(DATA RECORDS Opens)
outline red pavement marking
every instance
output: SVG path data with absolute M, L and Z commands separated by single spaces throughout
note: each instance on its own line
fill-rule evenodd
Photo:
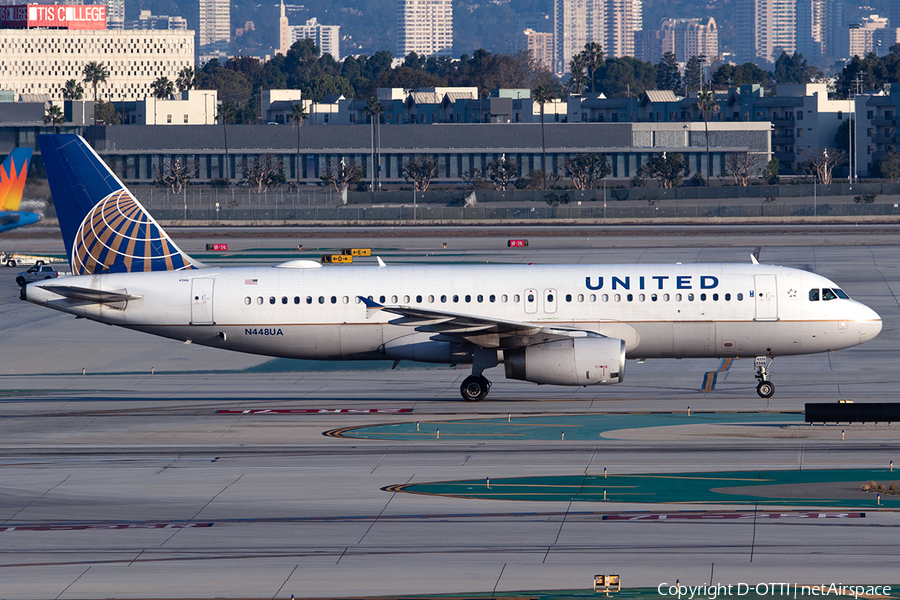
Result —
M 604 515 L 604 521 L 673 521 L 681 519 L 864 519 L 859 512 L 708 512 Z
M 246 410 L 217 410 L 223 415 L 282 415 L 334 413 L 409 413 L 411 408 L 248 408 Z

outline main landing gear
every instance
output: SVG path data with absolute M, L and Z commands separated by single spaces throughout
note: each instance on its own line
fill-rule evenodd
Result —
M 775 384 L 769 381 L 769 367 L 773 360 L 766 356 L 756 357 L 756 379 L 759 381 L 756 393 L 760 398 L 771 398 L 775 394 Z
M 497 350 L 476 347 L 472 355 L 472 374 L 463 379 L 459 386 L 459 393 L 466 402 L 478 402 L 484 400 L 491 391 L 491 382 L 482 375 L 485 369 L 496 367 L 500 364 L 497 359 Z

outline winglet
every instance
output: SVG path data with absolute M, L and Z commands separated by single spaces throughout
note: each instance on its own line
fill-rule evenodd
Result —
M 367 319 L 371 319 L 372 315 L 374 315 L 376 312 L 378 312 L 379 310 L 384 308 L 383 304 L 379 304 L 378 302 L 375 302 L 374 300 L 369 300 L 365 296 L 357 296 L 357 298 L 359 298 L 360 302 L 362 302 L 363 304 L 366 305 L 366 318 Z
M 754 264 L 754 265 L 758 265 L 758 264 L 759 264 L 759 252 L 760 252 L 760 250 L 762 250 L 762 248 L 761 248 L 760 246 L 757 246 L 757 247 L 753 250 L 753 254 L 750 255 L 750 260 L 753 261 L 753 264 Z
M 381 267 L 386 267 L 386 266 L 387 266 L 386 264 L 384 264 L 384 261 L 381 260 L 381 257 L 380 257 L 380 256 L 376 256 L 375 258 L 378 260 L 378 268 L 379 268 L 379 269 L 380 269 Z
M 756 255 L 755 255 L 755 254 L 751 254 L 751 255 L 750 255 L 750 262 L 753 263 L 754 265 L 758 265 L 758 264 L 759 264 L 759 261 L 756 260 Z

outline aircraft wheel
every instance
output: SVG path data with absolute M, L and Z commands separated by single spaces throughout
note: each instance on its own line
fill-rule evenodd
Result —
M 39 261 L 37 261 L 37 262 L 36 262 L 36 263 L 34 263 L 34 264 L 36 264 L 36 265 L 37 265 L 37 266 L 39 266 L 39 267 L 40 267 L 40 266 L 41 266 L 41 265 L 43 265 L 43 264 L 44 264 L 44 261 L 42 261 L 42 260 L 39 260 Z
M 19 285 L 25 285 L 25 278 L 24 277 L 16 277 L 16 283 L 18 283 Z
M 6 266 L 7 266 L 7 267 L 15 267 L 15 266 L 16 266 L 16 261 L 10 259 L 10 260 L 6 261 Z
M 775 394 L 775 384 L 771 381 L 760 381 L 756 386 L 756 393 L 760 398 L 771 398 Z
M 470 375 L 466 377 L 462 385 L 459 386 L 459 392 L 462 394 L 463 400 L 466 402 L 478 402 L 484 400 L 491 389 L 491 382 L 485 377 Z

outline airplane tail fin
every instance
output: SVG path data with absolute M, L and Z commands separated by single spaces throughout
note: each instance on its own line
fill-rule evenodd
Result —
M 0 165 L 0 210 L 19 210 L 31 153 L 31 148 L 15 148 Z
M 79 135 L 39 135 L 66 254 L 76 275 L 179 271 L 182 252 Z

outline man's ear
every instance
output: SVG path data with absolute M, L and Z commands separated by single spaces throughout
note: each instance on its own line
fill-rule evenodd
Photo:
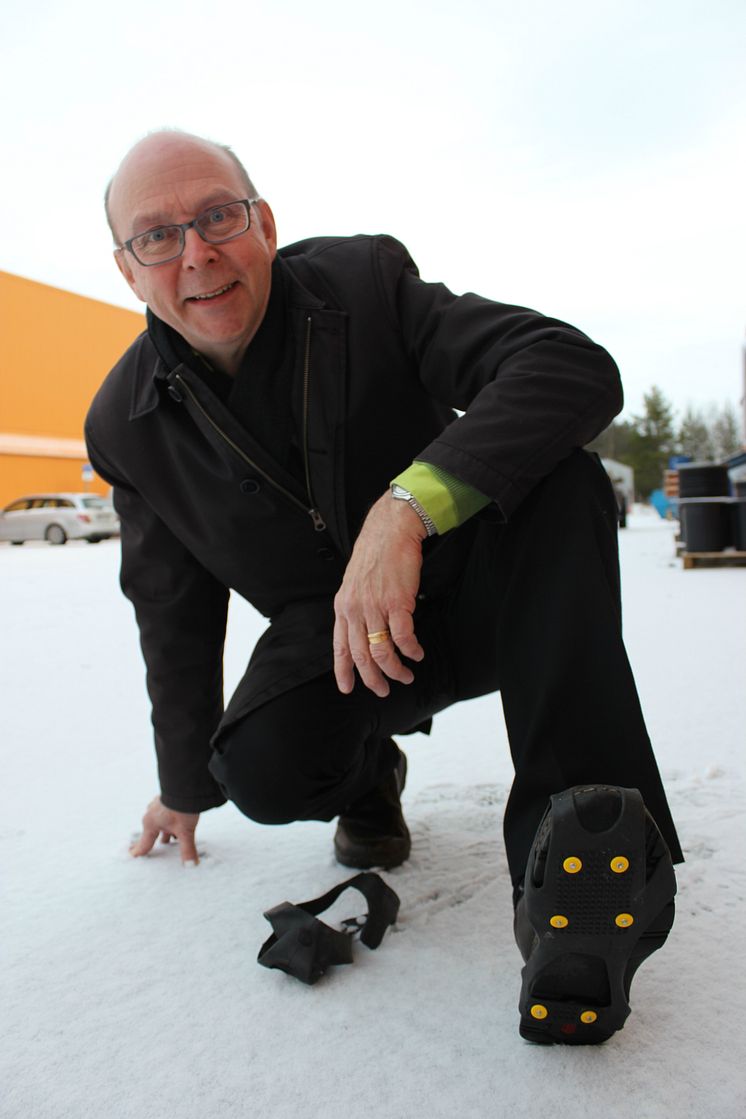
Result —
M 275 216 L 270 209 L 269 202 L 260 199 L 259 202 L 254 203 L 254 208 L 259 215 L 259 224 L 262 227 L 264 240 L 269 245 L 274 258 L 277 252 L 277 228 L 275 226 Z
M 126 254 L 125 250 L 124 249 L 115 249 L 114 250 L 114 260 L 117 262 L 117 268 L 122 273 L 122 275 L 124 276 L 125 280 L 129 284 L 129 286 L 134 291 L 137 298 L 139 300 L 141 300 L 141 302 L 145 303 L 146 302 L 145 296 L 141 295 L 140 292 L 137 289 L 137 280 L 135 278 L 135 273 L 132 271 L 132 268 L 130 266 L 129 260 L 127 259 L 127 254 Z

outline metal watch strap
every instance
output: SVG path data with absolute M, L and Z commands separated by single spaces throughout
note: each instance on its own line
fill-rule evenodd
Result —
M 409 490 L 405 490 L 404 486 L 400 486 L 398 482 L 392 482 L 391 496 L 397 501 L 406 501 L 407 505 L 411 505 L 415 513 L 427 529 L 427 535 L 437 536 L 438 530 L 435 527 L 435 521 L 432 519 L 430 514 L 422 508 L 414 494 L 411 494 Z

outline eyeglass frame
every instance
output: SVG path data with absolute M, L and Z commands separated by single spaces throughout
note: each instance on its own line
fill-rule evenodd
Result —
M 242 229 L 240 233 L 231 233 L 230 237 L 222 237 L 218 241 L 208 240 L 208 238 L 205 237 L 204 233 L 198 226 L 197 222 L 201 221 L 206 214 L 211 214 L 213 210 L 220 210 L 225 206 L 235 206 L 237 202 L 240 202 L 241 205 L 246 207 L 246 228 Z M 178 260 L 179 257 L 184 255 L 184 249 L 186 248 L 186 233 L 188 229 L 194 229 L 195 233 L 197 233 L 197 235 L 202 238 L 206 245 L 225 245 L 228 241 L 234 241 L 236 237 L 243 237 L 244 233 L 248 233 L 251 229 L 251 207 L 254 205 L 255 202 L 261 202 L 261 198 L 259 197 L 259 195 L 257 195 L 255 198 L 233 198 L 230 202 L 218 202 L 215 206 L 208 206 L 206 210 L 202 210 L 202 212 L 197 214 L 196 218 L 192 218 L 191 221 L 171 221 L 166 223 L 165 225 L 154 225 L 152 229 L 143 229 L 142 233 L 136 233 L 134 237 L 130 237 L 128 241 L 123 241 L 121 245 L 116 245 L 115 247 L 120 252 L 123 252 L 125 249 L 127 249 L 130 253 L 132 253 L 132 256 L 135 258 L 137 263 L 143 268 L 155 268 L 159 264 L 170 264 L 172 260 Z M 147 233 L 155 233 L 157 229 L 178 229 L 179 237 L 181 238 L 181 248 L 179 249 L 176 256 L 167 256 L 165 260 L 151 260 L 149 262 L 140 260 L 139 256 L 132 248 L 132 242 L 136 241 L 138 237 L 144 237 Z

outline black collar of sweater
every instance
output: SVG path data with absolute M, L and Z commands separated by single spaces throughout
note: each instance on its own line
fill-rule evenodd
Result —
M 283 363 L 287 344 L 285 276 L 279 259 L 272 264 L 269 302 L 259 329 L 252 338 L 236 377 L 231 377 L 199 354 L 187 340 L 148 307 L 145 312 L 148 334 L 158 356 L 171 372 L 179 365 L 196 373 L 223 400 L 227 401 L 237 382 L 249 370 L 278 368 Z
(DATA RECORDS Closes)
**WHAT NEEDS TO BE DONE**
Transcribe the material above word for word; images do not belong in the copy.

**SOLUTION TO THIS PROBLEM**
outline red pavement marking
every instance
output: SVG path data with absolute M, L and Z commands separated by single spaces throughout
note: each instance on its own line
fill-rule evenodd
Photo:
Result —
M 604 515 L 604 521 L 673 521 L 681 519 L 864 519 L 859 512 L 708 512 Z
M 246 410 L 217 410 L 223 415 L 282 415 L 334 413 L 409 413 L 411 408 L 248 408 Z

outline main landing gear
every instance
output: SVG path data with absolute M, L and Z commands separated by single spaces throughout
note: each instance on its own line
fill-rule evenodd
Result —
M 775 384 L 769 381 L 769 367 L 773 360 L 766 356 L 756 357 L 756 379 L 759 381 L 756 393 L 760 398 L 771 398 L 775 394 Z
M 497 350 L 476 347 L 472 355 L 472 374 L 463 379 L 459 386 L 459 393 L 466 402 L 478 402 L 484 400 L 491 391 L 491 382 L 482 375 L 485 369 L 496 367 L 500 364 L 497 359 Z

outline winglet
every instance
output: SVG path data with absolute M, L and Z commands separated by single spaces throughout
note: each instance on its own line
fill-rule evenodd
Result —
M 367 319 L 371 319 L 372 315 L 374 315 L 376 312 L 378 312 L 379 310 L 384 308 L 383 304 L 379 304 L 378 302 L 375 302 L 374 300 L 369 300 L 365 296 L 357 296 L 357 298 L 359 298 L 360 302 L 362 302 L 363 304 L 366 305 L 366 318 Z
M 754 264 L 754 265 L 758 265 L 758 264 L 759 264 L 759 252 L 760 252 L 760 250 L 762 250 L 762 248 L 761 248 L 760 246 L 757 246 L 757 247 L 753 250 L 753 254 L 750 255 L 750 260 L 753 261 L 753 264 Z
M 381 267 L 386 267 L 386 266 L 387 266 L 386 264 L 384 264 L 384 261 L 381 260 L 381 257 L 380 257 L 380 256 L 376 256 L 375 258 L 378 260 L 378 268 L 379 268 L 379 269 L 380 269 Z
M 756 255 L 755 255 L 755 254 L 751 254 L 751 255 L 750 255 L 750 262 L 753 263 L 754 265 L 758 265 L 758 264 L 759 264 L 759 261 L 756 260 Z

outline aircraft wheel
every instance
output: SVG path data with absolute M, L and Z commands separated by single spaces throughout
note: each instance on its own line
fill-rule evenodd
Result —
M 39 261 L 37 261 L 37 262 L 36 262 L 36 263 L 34 263 L 34 264 L 36 264 L 36 265 L 37 265 L 37 266 L 39 266 L 39 267 L 40 267 L 40 266 L 41 266 L 41 265 L 43 265 L 43 264 L 44 264 L 44 261 L 42 261 L 42 260 L 39 260 Z
M 19 285 L 25 285 L 25 278 L 24 277 L 16 277 L 16 283 L 18 283 Z
M 6 266 L 7 266 L 7 267 L 15 267 L 15 266 L 16 266 L 16 261 L 10 259 L 10 260 L 6 261 Z
M 775 394 L 775 384 L 771 381 L 760 381 L 756 386 L 756 393 L 760 398 L 771 398 Z
M 470 375 L 466 377 L 462 385 L 459 386 L 459 392 L 462 394 L 463 400 L 466 402 L 478 402 L 484 400 L 491 389 L 491 382 L 485 377 Z

outline airplane tail fin
every instance
output: SVG path data with absolute M, L and Z commands separated by single spaces throughout
note: each instance on its own line
fill-rule evenodd
Result —
M 0 165 L 0 210 L 19 210 L 31 153 L 31 148 L 15 148 Z
M 79 135 L 39 135 L 66 254 L 76 275 L 179 271 L 182 252 Z

outline man's ear
every instance
output: SVG path data with absolute M, L and Z commands separated by single spaces throughout
note: each instance on its own line
fill-rule evenodd
Photo:
Result —
M 275 216 L 270 209 L 269 202 L 260 199 L 259 202 L 254 203 L 254 208 L 259 215 L 259 224 L 262 227 L 264 240 L 269 245 L 274 258 L 277 252 L 277 228 L 275 226 Z
M 126 254 L 125 250 L 124 249 L 115 249 L 114 250 L 114 260 L 117 262 L 117 268 L 122 273 L 122 275 L 124 276 L 125 280 L 129 284 L 129 286 L 134 291 L 137 298 L 139 300 L 141 300 L 141 302 L 145 303 L 146 302 L 145 296 L 141 295 L 140 292 L 137 289 L 137 280 L 135 278 L 135 273 L 132 271 L 132 268 L 130 266 L 129 260 L 127 259 L 127 254 Z

outline metal watch strap
every instance
output: SVG path data with absolute M, L and Z commands separated by single spaces throughout
note: each instance on its own line
fill-rule evenodd
Result —
M 409 490 L 405 490 L 404 486 L 400 486 L 398 482 L 392 482 L 391 496 L 397 501 L 406 501 L 407 505 L 411 505 L 415 513 L 427 529 L 427 535 L 437 536 L 438 530 L 435 527 L 435 521 L 432 519 L 430 514 L 422 508 L 414 494 L 411 494 Z

outline eyeglass frame
every instance
output: SVG path data with absolute M, L and Z commands separated by single spaces throughout
note: each instance on its own line
fill-rule evenodd
Result —
M 242 229 L 240 233 L 231 233 L 230 237 L 222 237 L 218 241 L 208 240 L 208 238 L 205 237 L 204 233 L 198 226 L 197 222 L 201 221 L 206 214 L 211 214 L 213 210 L 220 210 L 225 206 L 235 206 L 237 202 L 240 202 L 241 205 L 246 207 L 246 228 Z M 178 260 L 179 257 L 184 255 L 184 249 L 186 248 L 186 233 L 188 229 L 194 229 L 195 233 L 197 233 L 197 235 L 202 238 L 206 245 L 225 245 L 228 241 L 234 241 L 236 237 L 243 237 L 244 233 L 248 233 L 251 229 L 251 207 L 254 205 L 255 202 L 261 202 L 261 198 L 259 197 L 259 195 L 257 195 L 255 198 L 233 198 L 230 202 L 218 202 L 215 206 L 208 206 L 206 210 L 202 210 L 202 212 L 197 214 L 196 218 L 192 218 L 191 221 L 171 221 L 166 223 L 165 225 L 154 225 L 152 229 L 143 229 L 142 233 L 136 233 L 134 237 L 130 237 L 128 241 L 123 241 L 121 245 L 116 245 L 115 247 L 120 252 L 123 252 L 125 249 L 127 249 L 130 253 L 132 253 L 132 256 L 135 258 L 137 263 L 143 268 L 155 268 L 159 264 L 170 264 L 172 260 Z M 147 233 L 155 233 L 157 229 L 178 229 L 179 237 L 181 238 L 181 248 L 179 249 L 176 256 L 167 256 L 165 260 L 151 260 L 149 262 L 140 260 L 139 256 L 132 248 L 132 242 L 136 241 L 138 237 L 144 237 Z

outline black collar of sweater
every instance
output: SVG path data with absolute M, L and Z commands separated by single spaces throughout
note: each instance on its own line
fill-rule evenodd
Result —
M 283 363 L 287 344 L 285 276 L 279 259 L 272 264 L 269 302 L 259 329 L 252 338 L 236 377 L 231 377 L 199 354 L 187 340 L 148 307 L 145 312 L 148 334 L 158 356 L 171 372 L 179 365 L 196 373 L 223 400 L 227 401 L 237 382 L 249 370 L 278 368 Z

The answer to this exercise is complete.